What the task asks: Establish how many lines in the entries hold the string "coordinates". The number by itself is the whole answer.

Material shown Start Marker

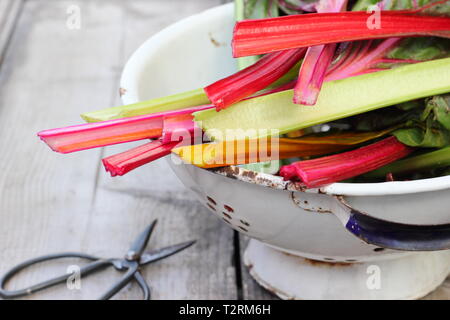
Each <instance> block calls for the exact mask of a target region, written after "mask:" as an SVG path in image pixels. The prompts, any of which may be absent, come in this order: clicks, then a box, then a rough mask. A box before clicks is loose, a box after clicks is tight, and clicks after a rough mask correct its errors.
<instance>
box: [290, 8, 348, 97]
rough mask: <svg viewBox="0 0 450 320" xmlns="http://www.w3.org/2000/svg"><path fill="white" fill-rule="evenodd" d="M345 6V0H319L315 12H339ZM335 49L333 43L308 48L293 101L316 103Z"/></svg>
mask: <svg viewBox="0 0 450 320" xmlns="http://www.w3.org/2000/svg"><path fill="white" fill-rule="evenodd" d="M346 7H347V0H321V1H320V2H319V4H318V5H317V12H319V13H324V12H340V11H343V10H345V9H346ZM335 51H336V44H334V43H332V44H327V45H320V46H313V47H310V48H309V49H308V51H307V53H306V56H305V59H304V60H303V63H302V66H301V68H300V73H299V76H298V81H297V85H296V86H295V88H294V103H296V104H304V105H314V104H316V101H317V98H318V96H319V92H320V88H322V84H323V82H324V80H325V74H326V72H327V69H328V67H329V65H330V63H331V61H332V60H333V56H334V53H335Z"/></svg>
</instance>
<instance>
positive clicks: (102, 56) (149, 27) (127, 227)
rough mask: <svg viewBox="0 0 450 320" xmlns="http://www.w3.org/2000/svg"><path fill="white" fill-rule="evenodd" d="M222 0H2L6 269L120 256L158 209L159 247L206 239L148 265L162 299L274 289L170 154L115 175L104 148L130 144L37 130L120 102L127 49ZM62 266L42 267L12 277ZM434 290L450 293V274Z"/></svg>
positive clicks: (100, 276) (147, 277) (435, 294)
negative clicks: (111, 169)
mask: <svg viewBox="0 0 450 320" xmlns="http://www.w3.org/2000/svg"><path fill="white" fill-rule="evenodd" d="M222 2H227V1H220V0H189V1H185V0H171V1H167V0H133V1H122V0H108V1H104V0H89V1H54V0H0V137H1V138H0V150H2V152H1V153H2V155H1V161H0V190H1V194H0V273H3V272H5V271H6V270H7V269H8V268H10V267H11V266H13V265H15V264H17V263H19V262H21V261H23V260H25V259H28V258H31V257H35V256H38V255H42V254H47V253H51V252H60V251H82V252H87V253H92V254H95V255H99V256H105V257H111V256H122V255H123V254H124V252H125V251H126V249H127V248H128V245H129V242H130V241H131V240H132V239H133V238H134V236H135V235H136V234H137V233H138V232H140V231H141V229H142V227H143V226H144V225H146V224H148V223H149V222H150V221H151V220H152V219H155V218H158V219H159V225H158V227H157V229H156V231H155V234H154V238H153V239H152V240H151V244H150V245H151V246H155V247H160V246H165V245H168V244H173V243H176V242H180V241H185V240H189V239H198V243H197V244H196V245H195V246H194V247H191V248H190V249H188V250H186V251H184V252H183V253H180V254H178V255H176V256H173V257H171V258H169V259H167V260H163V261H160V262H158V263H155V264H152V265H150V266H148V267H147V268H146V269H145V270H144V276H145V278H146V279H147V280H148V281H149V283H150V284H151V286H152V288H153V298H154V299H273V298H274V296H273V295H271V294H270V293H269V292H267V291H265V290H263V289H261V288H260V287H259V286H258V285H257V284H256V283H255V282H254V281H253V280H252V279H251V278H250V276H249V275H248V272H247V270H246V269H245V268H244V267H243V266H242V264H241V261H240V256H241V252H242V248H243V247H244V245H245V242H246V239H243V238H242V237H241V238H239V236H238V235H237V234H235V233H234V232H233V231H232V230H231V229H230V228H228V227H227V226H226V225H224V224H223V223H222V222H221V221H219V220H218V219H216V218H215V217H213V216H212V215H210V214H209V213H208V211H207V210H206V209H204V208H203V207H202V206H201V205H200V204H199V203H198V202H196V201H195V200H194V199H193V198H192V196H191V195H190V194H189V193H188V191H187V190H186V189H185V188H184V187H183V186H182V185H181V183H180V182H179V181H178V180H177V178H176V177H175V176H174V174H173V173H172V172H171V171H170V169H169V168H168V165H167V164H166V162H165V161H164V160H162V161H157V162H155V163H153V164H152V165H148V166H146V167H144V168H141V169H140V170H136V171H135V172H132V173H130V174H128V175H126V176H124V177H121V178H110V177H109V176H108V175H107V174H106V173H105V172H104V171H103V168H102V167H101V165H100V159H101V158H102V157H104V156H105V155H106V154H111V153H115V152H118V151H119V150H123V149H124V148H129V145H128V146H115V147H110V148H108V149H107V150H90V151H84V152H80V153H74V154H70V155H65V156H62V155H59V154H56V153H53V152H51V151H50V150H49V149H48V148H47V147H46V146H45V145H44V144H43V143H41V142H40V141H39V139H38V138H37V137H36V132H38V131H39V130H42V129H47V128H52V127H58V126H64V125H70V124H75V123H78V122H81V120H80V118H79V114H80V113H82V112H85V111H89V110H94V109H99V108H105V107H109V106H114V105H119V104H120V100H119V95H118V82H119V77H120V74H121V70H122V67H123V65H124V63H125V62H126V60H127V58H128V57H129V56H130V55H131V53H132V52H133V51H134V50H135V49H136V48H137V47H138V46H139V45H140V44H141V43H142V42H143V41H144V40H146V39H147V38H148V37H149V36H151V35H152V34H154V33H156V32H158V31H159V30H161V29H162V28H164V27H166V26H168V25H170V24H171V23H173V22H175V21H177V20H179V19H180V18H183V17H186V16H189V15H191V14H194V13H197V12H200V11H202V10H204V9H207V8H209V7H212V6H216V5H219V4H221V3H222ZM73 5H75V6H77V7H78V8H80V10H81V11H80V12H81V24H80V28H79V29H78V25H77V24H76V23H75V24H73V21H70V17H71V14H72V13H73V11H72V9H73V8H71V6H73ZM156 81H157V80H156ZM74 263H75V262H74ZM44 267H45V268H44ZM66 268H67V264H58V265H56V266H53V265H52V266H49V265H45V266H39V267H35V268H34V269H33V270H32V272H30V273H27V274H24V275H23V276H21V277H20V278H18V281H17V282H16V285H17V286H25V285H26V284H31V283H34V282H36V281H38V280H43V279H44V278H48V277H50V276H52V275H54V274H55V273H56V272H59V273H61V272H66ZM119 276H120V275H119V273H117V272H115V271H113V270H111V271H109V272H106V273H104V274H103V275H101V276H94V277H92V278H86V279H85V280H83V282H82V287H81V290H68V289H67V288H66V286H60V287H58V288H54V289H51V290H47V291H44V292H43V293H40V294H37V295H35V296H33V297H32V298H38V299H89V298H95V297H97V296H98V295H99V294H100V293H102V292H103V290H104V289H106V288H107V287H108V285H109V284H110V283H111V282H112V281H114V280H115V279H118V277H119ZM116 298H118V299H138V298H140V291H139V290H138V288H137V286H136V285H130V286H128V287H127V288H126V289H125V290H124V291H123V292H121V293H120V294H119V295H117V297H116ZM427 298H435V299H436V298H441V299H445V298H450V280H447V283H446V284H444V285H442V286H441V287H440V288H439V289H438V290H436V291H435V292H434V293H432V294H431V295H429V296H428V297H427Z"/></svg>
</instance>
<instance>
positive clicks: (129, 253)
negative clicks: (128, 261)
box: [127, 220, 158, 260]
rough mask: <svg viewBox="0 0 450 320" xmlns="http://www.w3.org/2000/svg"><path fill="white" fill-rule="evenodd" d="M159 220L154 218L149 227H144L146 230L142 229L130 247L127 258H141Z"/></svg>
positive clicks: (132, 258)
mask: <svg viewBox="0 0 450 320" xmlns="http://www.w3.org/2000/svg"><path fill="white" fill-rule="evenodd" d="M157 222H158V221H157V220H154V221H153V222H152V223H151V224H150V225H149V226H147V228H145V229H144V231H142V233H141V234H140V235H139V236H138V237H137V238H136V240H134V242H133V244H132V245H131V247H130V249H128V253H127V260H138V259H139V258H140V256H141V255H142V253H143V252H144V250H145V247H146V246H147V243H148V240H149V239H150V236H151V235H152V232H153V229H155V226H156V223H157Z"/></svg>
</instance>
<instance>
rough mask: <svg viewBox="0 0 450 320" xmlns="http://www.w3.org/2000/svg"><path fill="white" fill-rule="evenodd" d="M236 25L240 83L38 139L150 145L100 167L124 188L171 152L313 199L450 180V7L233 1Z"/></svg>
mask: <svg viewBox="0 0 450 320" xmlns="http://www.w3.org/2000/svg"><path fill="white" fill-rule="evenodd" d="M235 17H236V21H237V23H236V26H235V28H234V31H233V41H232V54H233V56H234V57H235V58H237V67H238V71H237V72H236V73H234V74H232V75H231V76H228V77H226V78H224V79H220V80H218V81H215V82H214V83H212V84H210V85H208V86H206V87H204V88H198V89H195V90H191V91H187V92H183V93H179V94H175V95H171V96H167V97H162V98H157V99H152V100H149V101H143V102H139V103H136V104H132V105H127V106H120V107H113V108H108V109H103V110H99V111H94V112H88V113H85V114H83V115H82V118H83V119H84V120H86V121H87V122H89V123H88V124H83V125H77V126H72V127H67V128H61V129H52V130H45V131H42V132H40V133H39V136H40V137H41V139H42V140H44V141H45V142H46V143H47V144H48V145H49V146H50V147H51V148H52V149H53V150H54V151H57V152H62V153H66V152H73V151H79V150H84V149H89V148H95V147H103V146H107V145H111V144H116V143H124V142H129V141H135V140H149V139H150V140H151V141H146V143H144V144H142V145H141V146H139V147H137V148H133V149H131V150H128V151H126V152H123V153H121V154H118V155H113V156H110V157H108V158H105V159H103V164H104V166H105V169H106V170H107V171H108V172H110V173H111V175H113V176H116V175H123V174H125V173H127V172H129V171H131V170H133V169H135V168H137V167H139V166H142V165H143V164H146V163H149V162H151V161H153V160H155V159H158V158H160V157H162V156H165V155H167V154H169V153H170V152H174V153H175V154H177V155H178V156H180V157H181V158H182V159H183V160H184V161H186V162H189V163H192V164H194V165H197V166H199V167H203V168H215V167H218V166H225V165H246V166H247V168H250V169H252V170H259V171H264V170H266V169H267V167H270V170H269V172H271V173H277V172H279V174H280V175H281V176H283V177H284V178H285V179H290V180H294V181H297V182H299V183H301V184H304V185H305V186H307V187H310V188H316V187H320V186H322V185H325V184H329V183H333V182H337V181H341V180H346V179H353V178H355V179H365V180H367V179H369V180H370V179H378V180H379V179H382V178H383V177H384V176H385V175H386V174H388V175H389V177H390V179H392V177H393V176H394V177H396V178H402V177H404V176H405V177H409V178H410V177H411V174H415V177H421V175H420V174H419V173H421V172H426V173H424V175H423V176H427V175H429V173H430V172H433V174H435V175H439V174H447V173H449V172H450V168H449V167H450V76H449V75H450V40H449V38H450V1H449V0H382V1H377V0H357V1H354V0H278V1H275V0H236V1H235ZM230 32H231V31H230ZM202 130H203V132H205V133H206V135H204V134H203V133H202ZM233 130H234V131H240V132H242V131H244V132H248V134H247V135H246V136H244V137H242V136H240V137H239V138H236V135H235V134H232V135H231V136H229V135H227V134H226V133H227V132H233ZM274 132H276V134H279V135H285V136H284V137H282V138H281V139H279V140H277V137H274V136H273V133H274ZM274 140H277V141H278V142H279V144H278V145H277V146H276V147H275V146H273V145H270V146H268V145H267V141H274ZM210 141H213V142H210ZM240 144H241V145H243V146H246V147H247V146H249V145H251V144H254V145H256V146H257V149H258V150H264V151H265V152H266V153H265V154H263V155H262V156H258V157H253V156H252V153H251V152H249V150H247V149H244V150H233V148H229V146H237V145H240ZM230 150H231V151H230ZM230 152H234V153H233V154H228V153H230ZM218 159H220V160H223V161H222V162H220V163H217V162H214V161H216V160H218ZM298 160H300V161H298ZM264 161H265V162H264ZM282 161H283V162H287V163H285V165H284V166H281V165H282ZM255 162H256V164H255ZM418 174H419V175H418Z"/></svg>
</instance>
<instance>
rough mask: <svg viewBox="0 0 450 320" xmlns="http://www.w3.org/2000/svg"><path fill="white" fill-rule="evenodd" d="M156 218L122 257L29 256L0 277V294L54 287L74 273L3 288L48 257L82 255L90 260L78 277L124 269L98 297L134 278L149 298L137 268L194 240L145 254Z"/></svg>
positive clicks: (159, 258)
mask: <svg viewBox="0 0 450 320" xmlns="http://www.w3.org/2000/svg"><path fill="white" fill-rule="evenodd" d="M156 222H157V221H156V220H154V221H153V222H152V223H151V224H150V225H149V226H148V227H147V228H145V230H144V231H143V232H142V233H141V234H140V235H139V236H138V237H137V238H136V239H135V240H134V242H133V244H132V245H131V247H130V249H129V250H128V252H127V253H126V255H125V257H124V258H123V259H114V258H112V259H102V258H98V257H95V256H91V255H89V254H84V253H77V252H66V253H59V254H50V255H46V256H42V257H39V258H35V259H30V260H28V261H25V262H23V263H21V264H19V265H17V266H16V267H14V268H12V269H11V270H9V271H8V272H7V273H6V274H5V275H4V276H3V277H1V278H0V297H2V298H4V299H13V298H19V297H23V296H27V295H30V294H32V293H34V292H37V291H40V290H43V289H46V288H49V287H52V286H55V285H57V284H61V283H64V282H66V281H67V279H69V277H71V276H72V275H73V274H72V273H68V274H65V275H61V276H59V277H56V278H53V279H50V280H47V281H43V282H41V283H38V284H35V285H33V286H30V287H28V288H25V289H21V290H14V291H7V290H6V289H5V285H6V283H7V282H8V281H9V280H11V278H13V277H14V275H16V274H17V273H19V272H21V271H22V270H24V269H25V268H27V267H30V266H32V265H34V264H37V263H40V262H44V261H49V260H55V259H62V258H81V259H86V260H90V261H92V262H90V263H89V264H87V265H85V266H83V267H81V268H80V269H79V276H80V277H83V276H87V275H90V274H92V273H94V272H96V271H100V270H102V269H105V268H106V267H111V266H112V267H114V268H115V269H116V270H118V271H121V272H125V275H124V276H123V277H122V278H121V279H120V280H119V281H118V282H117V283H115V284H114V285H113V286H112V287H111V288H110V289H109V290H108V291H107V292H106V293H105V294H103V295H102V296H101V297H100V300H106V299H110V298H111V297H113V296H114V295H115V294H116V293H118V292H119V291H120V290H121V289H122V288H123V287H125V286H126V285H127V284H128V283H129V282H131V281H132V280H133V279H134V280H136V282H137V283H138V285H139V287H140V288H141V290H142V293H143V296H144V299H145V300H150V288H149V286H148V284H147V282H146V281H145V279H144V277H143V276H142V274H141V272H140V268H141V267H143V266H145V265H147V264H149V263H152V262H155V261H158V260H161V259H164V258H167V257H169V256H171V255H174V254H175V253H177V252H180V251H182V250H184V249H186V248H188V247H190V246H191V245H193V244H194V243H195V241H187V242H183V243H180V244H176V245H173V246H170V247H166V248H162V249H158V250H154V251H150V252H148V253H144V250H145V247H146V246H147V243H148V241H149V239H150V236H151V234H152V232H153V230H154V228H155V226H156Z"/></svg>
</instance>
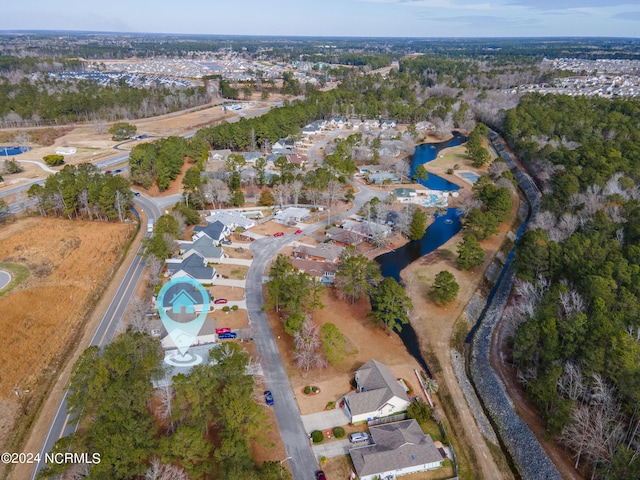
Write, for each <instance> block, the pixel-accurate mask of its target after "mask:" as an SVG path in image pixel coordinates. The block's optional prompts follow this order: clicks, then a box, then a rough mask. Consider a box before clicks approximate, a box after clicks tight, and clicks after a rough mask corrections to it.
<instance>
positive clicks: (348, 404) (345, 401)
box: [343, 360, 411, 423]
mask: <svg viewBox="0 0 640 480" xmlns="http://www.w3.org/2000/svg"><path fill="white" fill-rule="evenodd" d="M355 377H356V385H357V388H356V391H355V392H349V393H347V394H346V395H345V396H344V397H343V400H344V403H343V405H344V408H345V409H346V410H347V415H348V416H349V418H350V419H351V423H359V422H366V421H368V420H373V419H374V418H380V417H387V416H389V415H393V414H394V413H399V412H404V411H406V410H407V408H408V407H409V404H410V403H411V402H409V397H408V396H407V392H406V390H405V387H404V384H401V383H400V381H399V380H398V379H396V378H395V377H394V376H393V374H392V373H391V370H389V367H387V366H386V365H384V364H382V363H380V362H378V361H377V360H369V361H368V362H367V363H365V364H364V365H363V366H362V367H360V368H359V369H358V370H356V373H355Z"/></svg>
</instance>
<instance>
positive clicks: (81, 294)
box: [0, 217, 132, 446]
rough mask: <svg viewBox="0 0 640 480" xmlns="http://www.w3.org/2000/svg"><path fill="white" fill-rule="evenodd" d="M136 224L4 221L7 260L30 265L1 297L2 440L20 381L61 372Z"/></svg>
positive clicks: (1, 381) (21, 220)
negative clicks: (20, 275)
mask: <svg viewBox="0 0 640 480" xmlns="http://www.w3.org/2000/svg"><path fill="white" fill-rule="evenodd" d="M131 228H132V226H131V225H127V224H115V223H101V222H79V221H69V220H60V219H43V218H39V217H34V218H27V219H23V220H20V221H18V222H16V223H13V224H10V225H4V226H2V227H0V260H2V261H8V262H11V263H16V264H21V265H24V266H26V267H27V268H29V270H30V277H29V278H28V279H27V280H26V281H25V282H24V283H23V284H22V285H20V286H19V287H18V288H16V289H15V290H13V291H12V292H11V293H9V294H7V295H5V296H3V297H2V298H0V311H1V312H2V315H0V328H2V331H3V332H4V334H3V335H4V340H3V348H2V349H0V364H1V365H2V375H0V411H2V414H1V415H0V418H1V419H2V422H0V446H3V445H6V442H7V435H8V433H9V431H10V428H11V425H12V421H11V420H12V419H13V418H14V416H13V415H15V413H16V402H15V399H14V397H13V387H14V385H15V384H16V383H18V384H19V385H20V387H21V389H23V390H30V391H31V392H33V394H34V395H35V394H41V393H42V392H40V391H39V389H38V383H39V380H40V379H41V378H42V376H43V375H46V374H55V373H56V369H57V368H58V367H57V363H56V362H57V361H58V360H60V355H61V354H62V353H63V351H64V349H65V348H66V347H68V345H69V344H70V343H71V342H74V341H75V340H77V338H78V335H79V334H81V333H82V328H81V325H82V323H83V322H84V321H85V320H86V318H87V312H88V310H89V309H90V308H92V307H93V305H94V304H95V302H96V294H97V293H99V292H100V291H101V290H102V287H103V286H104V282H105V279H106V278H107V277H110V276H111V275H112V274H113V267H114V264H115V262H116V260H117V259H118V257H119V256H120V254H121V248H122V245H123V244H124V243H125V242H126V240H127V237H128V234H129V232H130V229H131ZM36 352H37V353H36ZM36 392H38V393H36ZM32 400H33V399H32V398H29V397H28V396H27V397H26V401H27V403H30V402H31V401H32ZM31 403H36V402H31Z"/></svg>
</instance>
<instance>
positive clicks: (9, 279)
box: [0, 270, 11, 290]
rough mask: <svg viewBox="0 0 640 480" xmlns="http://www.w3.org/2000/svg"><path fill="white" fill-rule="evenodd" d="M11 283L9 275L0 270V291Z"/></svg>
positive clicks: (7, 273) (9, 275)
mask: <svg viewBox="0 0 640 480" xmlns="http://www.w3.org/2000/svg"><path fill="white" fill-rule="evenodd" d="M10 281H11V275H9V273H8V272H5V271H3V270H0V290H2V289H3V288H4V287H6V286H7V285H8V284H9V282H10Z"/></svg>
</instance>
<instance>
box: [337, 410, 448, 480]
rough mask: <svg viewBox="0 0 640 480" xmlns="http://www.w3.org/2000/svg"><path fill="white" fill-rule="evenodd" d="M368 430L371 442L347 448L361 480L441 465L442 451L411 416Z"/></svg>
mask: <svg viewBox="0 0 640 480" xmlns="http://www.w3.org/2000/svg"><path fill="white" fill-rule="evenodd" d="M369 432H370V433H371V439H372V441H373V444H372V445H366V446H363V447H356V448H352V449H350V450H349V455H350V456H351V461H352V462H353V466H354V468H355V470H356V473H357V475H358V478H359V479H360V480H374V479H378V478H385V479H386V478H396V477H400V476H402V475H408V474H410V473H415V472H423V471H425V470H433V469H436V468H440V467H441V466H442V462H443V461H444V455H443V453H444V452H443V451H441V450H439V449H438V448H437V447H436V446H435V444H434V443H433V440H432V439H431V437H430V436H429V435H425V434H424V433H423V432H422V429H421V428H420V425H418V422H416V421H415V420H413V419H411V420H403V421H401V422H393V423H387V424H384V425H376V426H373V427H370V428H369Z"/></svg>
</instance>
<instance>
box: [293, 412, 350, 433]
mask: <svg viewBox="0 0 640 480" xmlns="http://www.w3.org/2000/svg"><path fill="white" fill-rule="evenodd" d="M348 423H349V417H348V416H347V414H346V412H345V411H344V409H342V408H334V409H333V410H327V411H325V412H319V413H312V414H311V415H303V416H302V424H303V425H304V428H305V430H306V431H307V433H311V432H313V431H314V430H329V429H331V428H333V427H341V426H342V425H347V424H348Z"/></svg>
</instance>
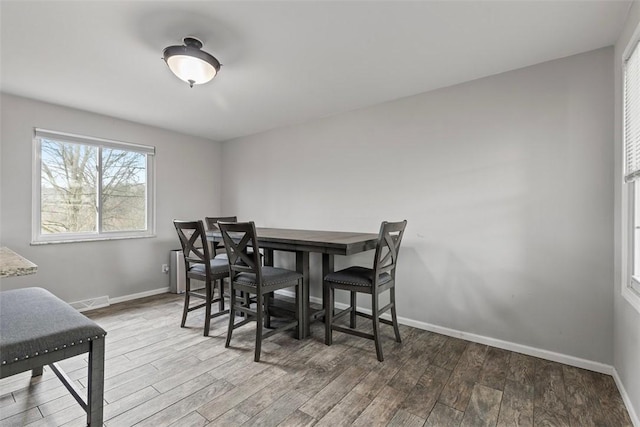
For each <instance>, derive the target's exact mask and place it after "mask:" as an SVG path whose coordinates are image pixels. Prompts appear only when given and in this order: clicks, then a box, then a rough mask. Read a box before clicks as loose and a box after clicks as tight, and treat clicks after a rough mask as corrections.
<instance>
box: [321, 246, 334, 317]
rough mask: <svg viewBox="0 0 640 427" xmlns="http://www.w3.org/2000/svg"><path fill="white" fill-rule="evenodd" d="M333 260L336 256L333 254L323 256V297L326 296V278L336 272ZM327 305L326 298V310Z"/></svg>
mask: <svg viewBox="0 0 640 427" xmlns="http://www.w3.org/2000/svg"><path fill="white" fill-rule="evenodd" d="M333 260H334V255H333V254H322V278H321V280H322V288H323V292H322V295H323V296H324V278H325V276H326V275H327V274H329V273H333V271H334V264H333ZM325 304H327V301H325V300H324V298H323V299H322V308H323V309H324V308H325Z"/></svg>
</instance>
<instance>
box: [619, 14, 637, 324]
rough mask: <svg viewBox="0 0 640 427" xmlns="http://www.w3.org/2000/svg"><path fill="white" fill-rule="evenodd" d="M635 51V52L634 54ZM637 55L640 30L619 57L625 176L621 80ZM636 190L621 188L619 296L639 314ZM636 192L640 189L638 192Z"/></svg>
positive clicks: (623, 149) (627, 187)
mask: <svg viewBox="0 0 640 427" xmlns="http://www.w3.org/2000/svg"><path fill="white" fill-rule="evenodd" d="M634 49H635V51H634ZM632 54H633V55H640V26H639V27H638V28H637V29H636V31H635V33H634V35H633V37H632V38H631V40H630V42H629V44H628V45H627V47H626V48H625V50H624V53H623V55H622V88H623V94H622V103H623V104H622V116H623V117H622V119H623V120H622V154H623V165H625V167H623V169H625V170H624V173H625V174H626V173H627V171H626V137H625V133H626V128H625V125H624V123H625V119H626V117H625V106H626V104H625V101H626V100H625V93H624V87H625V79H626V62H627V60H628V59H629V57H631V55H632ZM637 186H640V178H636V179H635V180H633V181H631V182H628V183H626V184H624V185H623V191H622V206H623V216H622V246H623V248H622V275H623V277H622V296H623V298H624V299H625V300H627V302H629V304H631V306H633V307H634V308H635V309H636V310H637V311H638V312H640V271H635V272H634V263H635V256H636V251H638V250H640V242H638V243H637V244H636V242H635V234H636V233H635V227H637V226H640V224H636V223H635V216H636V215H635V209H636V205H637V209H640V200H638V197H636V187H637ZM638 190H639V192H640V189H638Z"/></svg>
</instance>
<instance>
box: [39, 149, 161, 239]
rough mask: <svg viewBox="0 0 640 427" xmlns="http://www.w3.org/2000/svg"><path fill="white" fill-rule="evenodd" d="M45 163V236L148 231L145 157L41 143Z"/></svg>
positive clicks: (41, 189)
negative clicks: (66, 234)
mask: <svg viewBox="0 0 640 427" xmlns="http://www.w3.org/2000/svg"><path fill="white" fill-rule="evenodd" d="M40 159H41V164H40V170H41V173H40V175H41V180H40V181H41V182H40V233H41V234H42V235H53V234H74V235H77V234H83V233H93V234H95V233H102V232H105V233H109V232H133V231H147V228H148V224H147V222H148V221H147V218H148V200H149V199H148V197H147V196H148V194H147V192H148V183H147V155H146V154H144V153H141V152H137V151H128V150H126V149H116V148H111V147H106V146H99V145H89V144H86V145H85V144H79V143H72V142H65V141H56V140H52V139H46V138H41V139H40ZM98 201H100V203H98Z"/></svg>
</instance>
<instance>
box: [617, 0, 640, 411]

Material shown End Marker

Written answer: 2